• **Task requirements**
Print the entries in full, word for word, but not the pictures.

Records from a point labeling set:
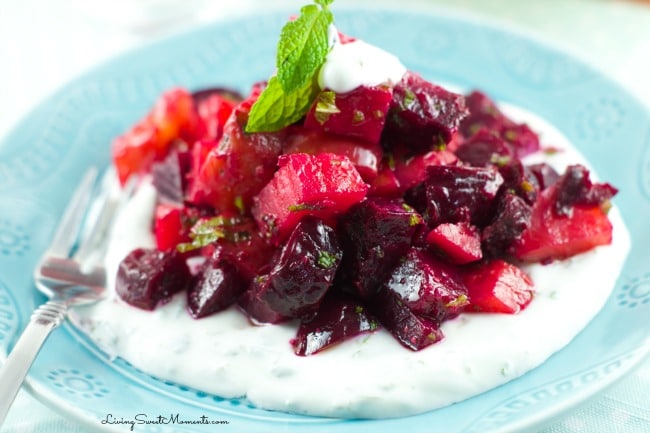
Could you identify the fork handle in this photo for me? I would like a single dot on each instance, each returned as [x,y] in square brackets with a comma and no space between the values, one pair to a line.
[12,374]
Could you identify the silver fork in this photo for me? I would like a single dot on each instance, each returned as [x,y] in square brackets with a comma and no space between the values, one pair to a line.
[69,274]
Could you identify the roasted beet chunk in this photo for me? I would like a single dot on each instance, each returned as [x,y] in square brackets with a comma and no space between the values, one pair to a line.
[511,219]
[299,276]
[428,287]
[410,330]
[339,317]
[456,193]
[484,148]
[423,114]
[217,287]
[360,113]
[575,188]
[375,234]
[484,113]
[147,276]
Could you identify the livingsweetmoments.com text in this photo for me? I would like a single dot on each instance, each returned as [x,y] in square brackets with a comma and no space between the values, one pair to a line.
[144,419]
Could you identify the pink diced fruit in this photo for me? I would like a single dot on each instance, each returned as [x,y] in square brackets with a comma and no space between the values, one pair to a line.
[324,185]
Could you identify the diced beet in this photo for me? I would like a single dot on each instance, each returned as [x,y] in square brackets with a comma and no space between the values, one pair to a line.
[411,331]
[456,193]
[411,171]
[497,286]
[304,270]
[364,155]
[147,277]
[238,167]
[257,309]
[324,185]
[217,287]
[511,219]
[575,188]
[422,113]
[484,148]
[457,243]
[427,286]
[385,184]
[360,113]
[544,174]
[375,234]
[558,236]
[339,317]
[484,113]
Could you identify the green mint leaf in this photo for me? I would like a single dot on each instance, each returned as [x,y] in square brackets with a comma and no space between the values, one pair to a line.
[303,46]
[275,109]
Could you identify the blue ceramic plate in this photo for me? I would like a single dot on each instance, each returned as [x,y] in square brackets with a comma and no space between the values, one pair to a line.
[45,155]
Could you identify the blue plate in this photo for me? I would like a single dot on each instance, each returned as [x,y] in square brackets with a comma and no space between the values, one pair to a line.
[45,155]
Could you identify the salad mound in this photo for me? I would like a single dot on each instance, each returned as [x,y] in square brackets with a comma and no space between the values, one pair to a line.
[396,205]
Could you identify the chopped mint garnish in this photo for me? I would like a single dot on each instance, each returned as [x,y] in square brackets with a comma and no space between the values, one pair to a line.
[326,260]
[302,49]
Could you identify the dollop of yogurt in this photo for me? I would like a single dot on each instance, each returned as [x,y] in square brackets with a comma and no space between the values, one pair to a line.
[358,63]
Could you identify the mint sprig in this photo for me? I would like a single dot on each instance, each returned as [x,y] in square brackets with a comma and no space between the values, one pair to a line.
[302,49]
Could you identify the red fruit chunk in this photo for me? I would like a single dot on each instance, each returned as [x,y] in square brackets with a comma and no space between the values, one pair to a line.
[217,287]
[146,277]
[360,113]
[497,286]
[172,117]
[237,168]
[411,331]
[558,236]
[364,155]
[423,114]
[428,287]
[339,317]
[324,185]
[376,233]
[458,243]
[456,193]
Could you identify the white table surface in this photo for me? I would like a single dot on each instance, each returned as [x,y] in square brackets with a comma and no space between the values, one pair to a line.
[44,44]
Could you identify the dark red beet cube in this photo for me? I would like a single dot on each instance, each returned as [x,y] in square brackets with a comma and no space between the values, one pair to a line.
[456,193]
[257,309]
[217,286]
[484,148]
[147,277]
[410,330]
[552,235]
[360,113]
[428,287]
[339,317]
[364,155]
[423,114]
[304,270]
[511,219]
[375,234]
[324,185]
[457,243]
[497,286]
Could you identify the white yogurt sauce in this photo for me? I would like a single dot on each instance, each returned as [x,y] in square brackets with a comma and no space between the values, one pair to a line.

• **Result for this exercise**
Could you identify the fork handle in this photo for me? I would like a single dot on each instance, each returned as [x,y] in square brackets with a comma and no space between the values, one pair to a line.
[12,374]
Could you identify the silver fork in this photo for me? I would like a single dot on each instance, each returned as [x,y] in square brackets with a comma and no space between the values, one pair to a line.
[69,274]
Could you identify the roasted beet chunk in this photo for me? I would like a single dot on each instance, each returned as [x,y] in square brackets with a comma and no space between the values, one pair to a line.
[511,219]
[299,276]
[428,287]
[410,330]
[339,317]
[456,193]
[484,148]
[423,114]
[217,287]
[360,113]
[575,188]
[375,234]
[484,113]
[147,276]
Could you identify the livingsweetmoments.com text in this photo for me? I would like a single dot on each instance, each returned as [x,y] in square brackets with a comma and no space between the values, one pair to a line.
[144,419]
Could you identify the pink diced fruit in this photo for me? I would like a single dot on each instance, each returned as [x,y] in square brackets with a comma and no space between the values, one pair to a line.
[324,185]
Could you identify the diced beet in this photo for me? I would like a single dot on each instance, each returned as [x,y] in square brackets with a comma and no space between the values, one pair to a line.
[411,331]
[456,193]
[411,171]
[497,286]
[304,270]
[364,155]
[147,277]
[238,167]
[257,309]
[324,185]
[217,287]
[511,219]
[575,188]
[422,113]
[484,148]
[457,243]
[427,286]
[385,184]
[360,113]
[544,174]
[375,234]
[558,236]
[339,317]
[484,113]
Could you identify the green mint leaf in this photo for me? I would like a single dot on each instance, each returned as [x,y] in square brackets with a comma and no space between the values, one pair to a line.
[303,46]
[275,109]
Could you identify the blue ceramic plate in this photo for me? I would like a single dot on each instance, each returned as [x,y] in square brackets with a comma and no space between the values, one pair to a line.
[45,155]
Could you identify the blue plate in this photo for me? I would like a single dot on each instance, each returned as [x,y] in square brackets with a comma and no space between the values, one pair to a line.
[45,155]
Could you identify the salad mound in this photo for me? I would like a single dot on each instance, each returned as [x,y] in square brackets with a comma and no space between the values, one pair to a line.
[396,205]
Could you identify the chopped mint garnish in this photo for me? I would like a single dot on each instance, each returned as [x,y] in square brackets with a comma and no space between the values, one pair to a line.
[326,260]
[302,49]
Could you identify the dollop of yogurt in this photo for me? I would like a single dot on each instance, each returned as [x,y] in square brackets with a comma and no space between the values, one pair to a line.
[358,63]
Could you identify the mint sprig in this photo for me? I would like a single dot on each instance, each returned as [x,y] in square brackets with a comma and no space between the values, one pair to a line.
[302,49]
Could you identify the red fruit chunk in this photo for me? I would like a single dot on each instance, each returned as [x,y] in square brackets with a comma and no space between the values, one pair to a line.
[217,287]
[146,277]
[360,113]
[497,286]
[172,117]
[237,168]
[411,331]
[558,236]
[364,155]
[423,114]
[428,287]
[339,317]
[324,185]
[376,233]
[458,243]
[456,193]
Could you identify the white table surface in this photo for me? I would like a single dot on each instance, each returned as [x,y] in square brackets with a comma and no space between the values, one pair to a line.
[44,44]
Could you identify the dark red beet cube in this photo for me? I would like a single dot on each instance, each returned as [x,y] in square brackets with a comma and no space between the values, one pair to a line.
[456,193]
[257,309]
[217,286]
[484,148]
[147,277]
[410,330]
[552,235]
[360,113]
[428,287]
[339,317]
[364,155]
[423,114]
[304,270]
[511,219]
[375,234]
[324,185]
[457,243]
[497,286]
Could you identify the white yogurt sauce in this photo for me? I would like a single dot on each instance, each returned as [x,y] in square brackets with a comma and no space between the values, one pair to a line.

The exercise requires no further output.